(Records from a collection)
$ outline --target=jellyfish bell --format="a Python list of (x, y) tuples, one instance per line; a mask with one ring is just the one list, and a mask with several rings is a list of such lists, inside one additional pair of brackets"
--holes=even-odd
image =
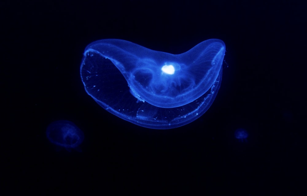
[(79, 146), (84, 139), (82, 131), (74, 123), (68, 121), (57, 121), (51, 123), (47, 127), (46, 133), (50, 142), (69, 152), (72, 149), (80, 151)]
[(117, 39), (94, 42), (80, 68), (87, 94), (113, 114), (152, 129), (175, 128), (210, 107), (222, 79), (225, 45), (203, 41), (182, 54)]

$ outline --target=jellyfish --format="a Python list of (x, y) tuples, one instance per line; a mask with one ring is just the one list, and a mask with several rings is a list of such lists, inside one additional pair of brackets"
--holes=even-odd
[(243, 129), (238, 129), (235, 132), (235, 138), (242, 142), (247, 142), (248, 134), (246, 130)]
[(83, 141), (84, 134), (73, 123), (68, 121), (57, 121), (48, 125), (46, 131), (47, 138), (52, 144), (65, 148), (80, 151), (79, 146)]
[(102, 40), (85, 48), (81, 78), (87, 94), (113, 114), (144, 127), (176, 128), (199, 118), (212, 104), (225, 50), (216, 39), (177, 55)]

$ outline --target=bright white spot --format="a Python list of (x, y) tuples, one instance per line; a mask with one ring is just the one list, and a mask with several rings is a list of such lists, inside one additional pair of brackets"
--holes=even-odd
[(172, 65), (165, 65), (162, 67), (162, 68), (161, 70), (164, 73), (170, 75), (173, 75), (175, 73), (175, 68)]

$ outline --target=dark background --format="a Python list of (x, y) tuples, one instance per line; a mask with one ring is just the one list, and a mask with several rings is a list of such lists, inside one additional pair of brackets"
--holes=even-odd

_DIRECTIONS_
Rewrite the lines above as a numbered list, leaving out the blank lines. Leave the pictures out of your answer.

_FINAL RESULT_
1. $ outline --target=jellyfish bell --format="a Python list of (x, y) tuples, one instance per line; a mask with one ring is just the one list, and a mask with several rings is a list of such lists, inside one additional pair of brackets"
2. --holes=even-odd
3. image =
4. [(79, 146), (84, 139), (82, 131), (74, 123), (68, 121), (57, 121), (51, 123), (47, 127), (46, 133), (50, 142), (69, 152), (72, 149), (80, 151)]
5. [(117, 39), (94, 42), (80, 68), (87, 94), (113, 114), (152, 129), (175, 128), (210, 107), (222, 79), (225, 45), (203, 41), (182, 54)]
6. $ outline --target=jellyfish --format="a Python list of (x, y) tuples, one instance per line; a mask with one ring is just the one list, and a mask with several rings is a list of such lists, inside one additional pair of brackets"
7. --holes=even-odd
8. [(243, 129), (238, 129), (235, 132), (235, 138), (242, 142), (247, 142), (248, 134), (246, 130)]
9. [(83, 141), (84, 134), (73, 123), (68, 121), (57, 121), (48, 125), (46, 131), (47, 138), (52, 144), (65, 148), (80, 151), (79, 146)]
10. [(102, 40), (85, 48), (81, 78), (87, 94), (113, 114), (144, 127), (176, 128), (199, 118), (212, 104), (225, 50), (216, 39), (177, 55)]
11. $ outline --target=bright white spot --format="a Python list of (x, y) tuples, one instance per line; a mask with one ring is just the one list, and a mask with several rings is a list of such lists, inside one additional pair of brackets"
12. --holes=even-odd
13. [(172, 65), (165, 65), (162, 67), (162, 68), (161, 70), (164, 73), (170, 75), (173, 75), (175, 73), (175, 68)]
14. $ outline --target=dark background --format="a Python list of (x, y) tuples, one instance per line; a mask with one ring is just the one list, and a mask with several rings is a list of such lists, inside one additional pair of brackets"
15. --holes=even-odd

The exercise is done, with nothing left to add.